#### YOUR TASK:
Can you turn the rows, from the line with "Target: white flower" through the end of the rows, into a numbered list with blank lines dropped and the pictures left out?

:: RECORDED INFORMATION ::

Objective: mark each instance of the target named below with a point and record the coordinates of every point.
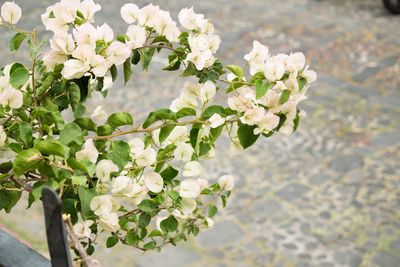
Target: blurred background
(329, 195)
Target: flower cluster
(150, 188)
(203, 41)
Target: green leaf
(261, 89)
(119, 153)
(212, 210)
(119, 119)
(74, 95)
(211, 110)
(238, 71)
(135, 57)
(149, 207)
(8, 199)
(161, 114)
(246, 135)
(71, 133)
(79, 180)
(19, 77)
(114, 72)
(169, 225)
(86, 124)
(52, 147)
(25, 133)
(144, 219)
(112, 241)
(85, 197)
(146, 56)
(169, 173)
(165, 132)
(284, 97)
(127, 70)
(16, 41)
(185, 112)
(26, 160)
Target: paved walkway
(328, 195)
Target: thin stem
(87, 260)
(148, 130)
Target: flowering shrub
(148, 189)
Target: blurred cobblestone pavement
(328, 195)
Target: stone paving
(326, 196)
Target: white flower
(74, 69)
(99, 115)
(137, 147)
(109, 222)
(89, 152)
(189, 189)
(53, 58)
(147, 15)
(101, 205)
(188, 205)
(257, 57)
(253, 116)
(88, 8)
(82, 230)
(147, 158)
(154, 182)
(3, 136)
(178, 134)
(226, 182)
(117, 53)
(137, 36)
(309, 75)
(183, 152)
(295, 62)
(62, 43)
(12, 98)
(203, 183)
(201, 59)
(192, 21)
(216, 120)
(267, 124)
(121, 185)
(129, 13)
(274, 70)
(105, 33)
(207, 91)
(11, 12)
(192, 168)
(104, 169)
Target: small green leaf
(284, 97)
(127, 70)
(86, 196)
(119, 119)
(112, 241)
(169, 225)
(79, 180)
(16, 41)
(26, 160)
(238, 71)
(52, 147)
(185, 112)
(246, 135)
(74, 95)
(212, 210)
(144, 219)
(19, 77)
(261, 89)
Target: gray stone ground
(328, 195)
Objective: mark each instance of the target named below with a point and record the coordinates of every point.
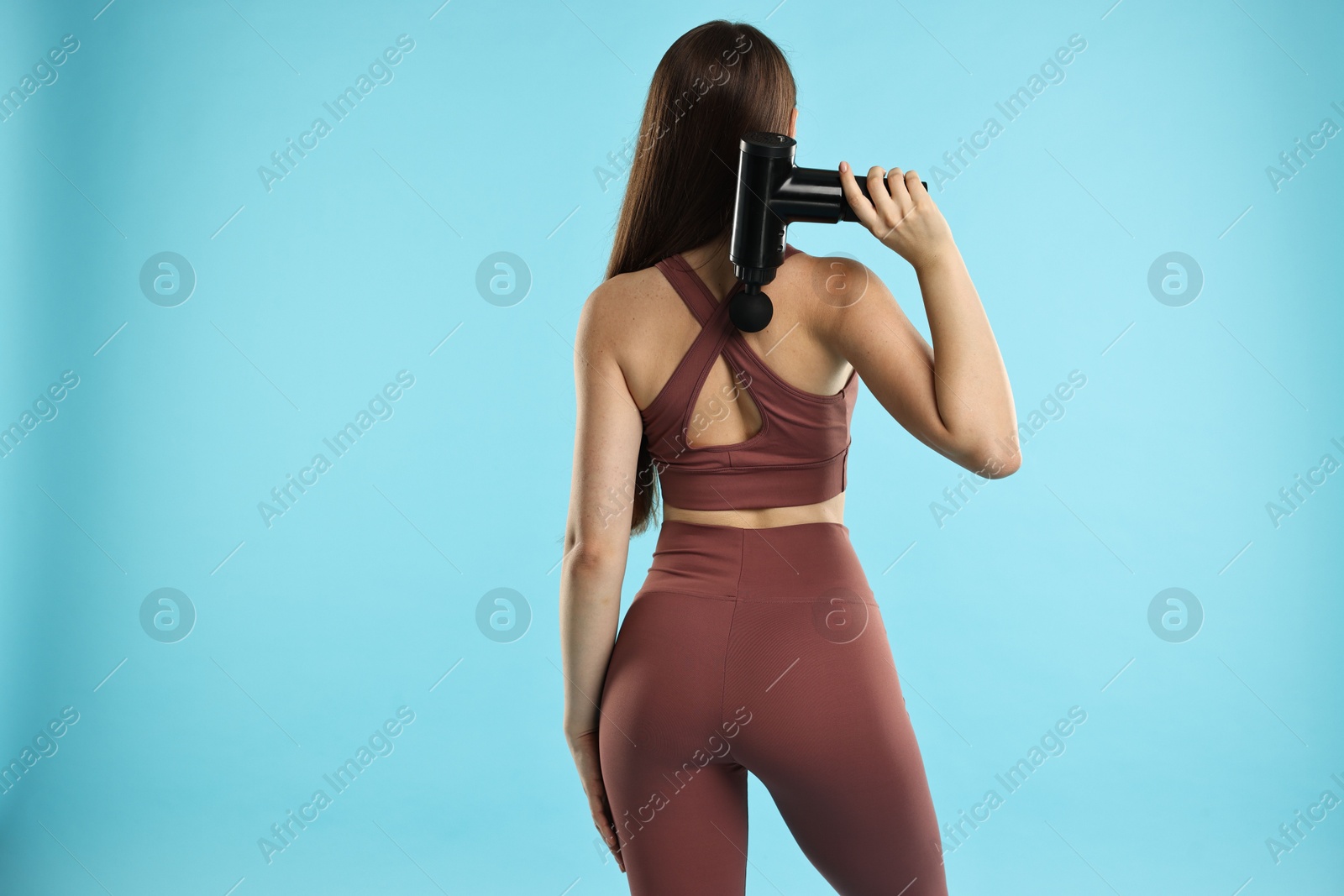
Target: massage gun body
(773, 194)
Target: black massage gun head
(750, 311)
(757, 249)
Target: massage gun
(772, 194)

:::

#### EXERCISE SOLUTION:
1. Target: white flower
2. (74, 69)
3. (99, 115)
4. (137, 147)
5. (109, 222)
6. (89, 152)
7. (189, 189)
8. (53, 58)
9. (147, 15)
10. (101, 205)
11. (188, 205)
12. (257, 57)
13. (253, 116)
14. (88, 8)
15. (82, 230)
16. (147, 158)
17. (154, 182)
18. (3, 136)
19. (178, 134)
20. (226, 182)
21. (117, 53)
22. (137, 36)
23. (309, 75)
24. (183, 152)
25. (295, 62)
26. (62, 43)
27. (12, 98)
28. (203, 183)
29. (201, 59)
30. (192, 21)
31. (216, 120)
32. (267, 124)
33. (121, 185)
34. (129, 13)
35. (274, 70)
36. (105, 33)
37. (207, 91)
38. (11, 12)
39. (192, 168)
40. (104, 169)
41. Target: small green leaf
42. (284, 97)
43. (127, 70)
44. (86, 196)
45. (119, 119)
46. (112, 241)
47. (169, 225)
48. (79, 180)
49. (16, 41)
50. (26, 160)
51. (238, 71)
52. (52, 147)
53. (185, 112)
54. (246, 135)
55. (74, 95)
56. (212, 210)
57. (144, 219)
58. (19, 77)
59. (261, 89)
60. Target: gray stone ground
61. (328, 195)
62. Objective: mark each instance of the target named below with a point and record the coordinates of every point.
63. Target: massage gun body
64. (773, 194)
65. Target: black massage gun head
66. (750, 311)
67. (757, 249)
68. Target: massage gun
69. (772, 194)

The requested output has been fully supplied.